Bill Dubuque wrote:
> malcobe@[EMAIL PROTECTED]
wrote:
> >
> > I keep on believing that the key idea [in Euclid's proof that there
> > are infinitely many primes] is the construction of the number
> > "the product of all primes plus one"
>
> Actually the "reason" such proofs work is because the ring of integers
> has relatively few units. Thus, by way of the Pigeonhole Principle,
Not true, because Bill is under the assumption Natural-Numbers =
Finite
Integers, which is an ill-defined set. Things are different in Natural-
Numbers
= Infinite Integers.
The reason that "multiply the lot add 1" works is that it is merely
another form
of primes such as 2k+1 or 2k-1. One form that does not work is 2k for
2 is the
only even prime number. Twin Primes are of the form k,k+2 such as 3,5
but there
are primes of form k,k+2,k+4 such as 3,5,7.
Now Bill with his old fake math of Natural-Numbers = Finite Integers
would
be unable to launch into the question of whether there is a infinitude
of primes
such as 3,5,7, but when you do mathematics with the true-blue counting
numbers
the Infinite Integers there is a simple constructive proof of the
infinitude of Triplet Primes.
An infinitude of Natural Numbers whose last digit is 9, 1, and 3 and
then those whose last digit
is 7, 9, and 1. Obviously no number whose last digit is 5 is prime. So
what Bill
thinks is the underpinning of these infinitude proofs with some
Pigeonhole Principle is far
off the mark. The underpinning is that almost any form for primes is
an infinite set, not all sets
but most.
>
> These are the sort of results that a curious student can easily
> discover independently when pondering generalizations of Euclid's
> theorem (indeed I found them as a teenager). They make excellent
So you are doing Ring theory as a teenager? But when reading Hardy's
book, unable to spot a mistake in his Euclid Infinitude of Primes
proof?
To me, a mathematics proof is like the electrical system wiring of an
entire
house. The lights and appliances work because everything is connected
and there are no shorts or grounds. But many proofs of mathematics
have so
many holes and gaps, that no electricity works for them. Many proofs
in mathematics
would be like a electrician coming to wire a house and throwing down
some wire
and then leaving.
> exercises for beginning number theory students. If I can dig up
> my original notes I will post further results. I hope readers
> will contribute some of their favorites (there are many other
> variants of proofs of Euclid's theorem listed in Ribenboim's
> Book of Prime Number Records, but not those I presented above).

### Extracted entries
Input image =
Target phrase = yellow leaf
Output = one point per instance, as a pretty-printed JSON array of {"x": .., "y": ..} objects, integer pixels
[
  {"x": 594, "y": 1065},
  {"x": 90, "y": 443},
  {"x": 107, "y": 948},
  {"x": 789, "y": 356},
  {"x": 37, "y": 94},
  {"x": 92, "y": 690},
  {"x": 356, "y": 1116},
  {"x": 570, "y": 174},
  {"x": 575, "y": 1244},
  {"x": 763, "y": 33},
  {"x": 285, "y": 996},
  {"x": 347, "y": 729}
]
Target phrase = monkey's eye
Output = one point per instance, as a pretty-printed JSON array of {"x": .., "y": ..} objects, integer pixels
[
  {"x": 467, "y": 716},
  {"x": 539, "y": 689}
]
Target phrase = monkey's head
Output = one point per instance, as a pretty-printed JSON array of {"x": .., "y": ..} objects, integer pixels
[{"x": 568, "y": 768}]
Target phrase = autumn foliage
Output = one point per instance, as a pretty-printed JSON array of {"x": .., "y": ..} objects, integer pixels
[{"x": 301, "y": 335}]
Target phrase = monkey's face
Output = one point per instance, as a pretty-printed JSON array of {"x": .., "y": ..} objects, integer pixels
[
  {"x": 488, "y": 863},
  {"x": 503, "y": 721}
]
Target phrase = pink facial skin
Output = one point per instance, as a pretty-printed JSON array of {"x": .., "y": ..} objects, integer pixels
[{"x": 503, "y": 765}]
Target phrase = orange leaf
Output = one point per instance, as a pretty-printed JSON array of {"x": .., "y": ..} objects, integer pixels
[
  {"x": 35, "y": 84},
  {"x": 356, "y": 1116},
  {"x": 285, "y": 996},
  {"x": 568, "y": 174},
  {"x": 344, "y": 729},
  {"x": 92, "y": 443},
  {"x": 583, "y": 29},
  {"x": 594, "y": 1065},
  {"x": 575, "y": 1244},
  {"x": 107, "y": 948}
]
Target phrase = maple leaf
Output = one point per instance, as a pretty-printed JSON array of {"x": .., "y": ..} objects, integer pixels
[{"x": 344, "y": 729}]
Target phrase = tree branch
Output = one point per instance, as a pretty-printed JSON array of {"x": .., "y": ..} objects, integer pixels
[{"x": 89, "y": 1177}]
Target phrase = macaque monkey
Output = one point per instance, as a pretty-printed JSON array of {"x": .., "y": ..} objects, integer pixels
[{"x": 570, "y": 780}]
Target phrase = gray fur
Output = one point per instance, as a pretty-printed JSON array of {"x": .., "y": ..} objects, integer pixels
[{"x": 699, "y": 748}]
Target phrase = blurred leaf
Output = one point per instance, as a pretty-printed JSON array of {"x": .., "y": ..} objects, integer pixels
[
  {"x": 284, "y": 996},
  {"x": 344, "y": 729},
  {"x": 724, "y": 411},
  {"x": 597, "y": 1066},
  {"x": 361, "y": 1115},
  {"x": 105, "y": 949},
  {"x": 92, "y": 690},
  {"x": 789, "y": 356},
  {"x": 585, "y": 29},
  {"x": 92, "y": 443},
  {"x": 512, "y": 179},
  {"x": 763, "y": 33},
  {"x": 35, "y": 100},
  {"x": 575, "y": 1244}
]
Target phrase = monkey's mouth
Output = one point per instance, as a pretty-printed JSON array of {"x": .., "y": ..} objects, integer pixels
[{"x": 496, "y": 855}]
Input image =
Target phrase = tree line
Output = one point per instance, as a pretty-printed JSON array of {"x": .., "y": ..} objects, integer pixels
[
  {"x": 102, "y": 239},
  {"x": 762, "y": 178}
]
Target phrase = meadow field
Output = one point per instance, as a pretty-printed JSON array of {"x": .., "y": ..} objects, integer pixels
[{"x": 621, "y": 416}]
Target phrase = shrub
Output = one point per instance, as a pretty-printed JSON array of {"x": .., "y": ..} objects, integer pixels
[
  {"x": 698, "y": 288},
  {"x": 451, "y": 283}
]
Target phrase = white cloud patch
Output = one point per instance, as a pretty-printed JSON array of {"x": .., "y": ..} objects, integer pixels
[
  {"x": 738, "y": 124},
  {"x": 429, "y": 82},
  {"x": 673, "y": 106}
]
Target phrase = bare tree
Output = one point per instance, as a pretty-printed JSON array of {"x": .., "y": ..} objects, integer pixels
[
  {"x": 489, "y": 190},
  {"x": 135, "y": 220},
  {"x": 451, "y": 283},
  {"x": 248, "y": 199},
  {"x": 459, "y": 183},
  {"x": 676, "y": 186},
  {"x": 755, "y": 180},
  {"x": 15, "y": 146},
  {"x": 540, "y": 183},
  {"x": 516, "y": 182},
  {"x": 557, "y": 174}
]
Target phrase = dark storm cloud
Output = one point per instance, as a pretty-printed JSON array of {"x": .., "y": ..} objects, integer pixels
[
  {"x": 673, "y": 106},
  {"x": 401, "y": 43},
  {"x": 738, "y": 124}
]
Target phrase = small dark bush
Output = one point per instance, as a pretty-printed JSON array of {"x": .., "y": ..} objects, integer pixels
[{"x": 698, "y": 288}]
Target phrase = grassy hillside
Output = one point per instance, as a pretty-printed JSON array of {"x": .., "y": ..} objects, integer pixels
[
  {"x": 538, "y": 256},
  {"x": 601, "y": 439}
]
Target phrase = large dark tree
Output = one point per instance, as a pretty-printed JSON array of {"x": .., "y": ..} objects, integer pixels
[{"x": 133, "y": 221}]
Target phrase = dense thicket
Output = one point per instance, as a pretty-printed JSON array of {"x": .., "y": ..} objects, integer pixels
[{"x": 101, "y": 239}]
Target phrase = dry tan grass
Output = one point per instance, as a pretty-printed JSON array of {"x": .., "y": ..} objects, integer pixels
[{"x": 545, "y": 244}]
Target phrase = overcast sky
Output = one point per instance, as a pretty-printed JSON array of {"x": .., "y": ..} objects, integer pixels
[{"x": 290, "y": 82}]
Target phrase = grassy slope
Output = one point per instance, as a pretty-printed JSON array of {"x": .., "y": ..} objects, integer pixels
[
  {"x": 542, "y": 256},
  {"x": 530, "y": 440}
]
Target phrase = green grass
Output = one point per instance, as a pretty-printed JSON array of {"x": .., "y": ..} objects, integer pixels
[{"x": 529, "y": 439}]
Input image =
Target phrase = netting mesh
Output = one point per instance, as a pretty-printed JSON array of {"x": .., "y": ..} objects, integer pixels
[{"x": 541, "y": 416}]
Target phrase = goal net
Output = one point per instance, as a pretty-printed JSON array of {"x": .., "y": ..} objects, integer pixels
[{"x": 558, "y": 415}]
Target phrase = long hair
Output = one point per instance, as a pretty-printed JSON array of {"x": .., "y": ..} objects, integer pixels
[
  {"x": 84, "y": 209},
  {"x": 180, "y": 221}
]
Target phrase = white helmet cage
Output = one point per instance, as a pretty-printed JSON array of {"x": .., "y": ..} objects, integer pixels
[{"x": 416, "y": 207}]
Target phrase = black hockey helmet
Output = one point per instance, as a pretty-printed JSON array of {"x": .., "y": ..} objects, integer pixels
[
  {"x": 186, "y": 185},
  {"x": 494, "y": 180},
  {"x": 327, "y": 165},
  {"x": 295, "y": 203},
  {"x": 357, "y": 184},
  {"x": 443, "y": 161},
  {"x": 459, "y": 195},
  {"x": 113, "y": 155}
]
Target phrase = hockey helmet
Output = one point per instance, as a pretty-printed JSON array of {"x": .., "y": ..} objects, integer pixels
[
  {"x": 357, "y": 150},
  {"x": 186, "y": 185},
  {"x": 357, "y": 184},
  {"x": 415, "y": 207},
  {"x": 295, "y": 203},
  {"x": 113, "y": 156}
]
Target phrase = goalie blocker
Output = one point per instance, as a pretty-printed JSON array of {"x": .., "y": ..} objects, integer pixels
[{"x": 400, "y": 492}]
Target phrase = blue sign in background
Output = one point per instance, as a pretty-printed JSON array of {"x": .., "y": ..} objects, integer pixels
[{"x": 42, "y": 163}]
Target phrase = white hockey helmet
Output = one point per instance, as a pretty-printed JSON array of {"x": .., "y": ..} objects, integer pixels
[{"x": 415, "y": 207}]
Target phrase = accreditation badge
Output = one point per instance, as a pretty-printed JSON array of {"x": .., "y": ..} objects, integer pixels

### Set exercise
In the thread on Euclid's proof that there are infinitely many primes, which book is said to list many other variants of proofs of Euclid's theorem?

### Solution to this problem
Ribenboim's Book of Prime Number Records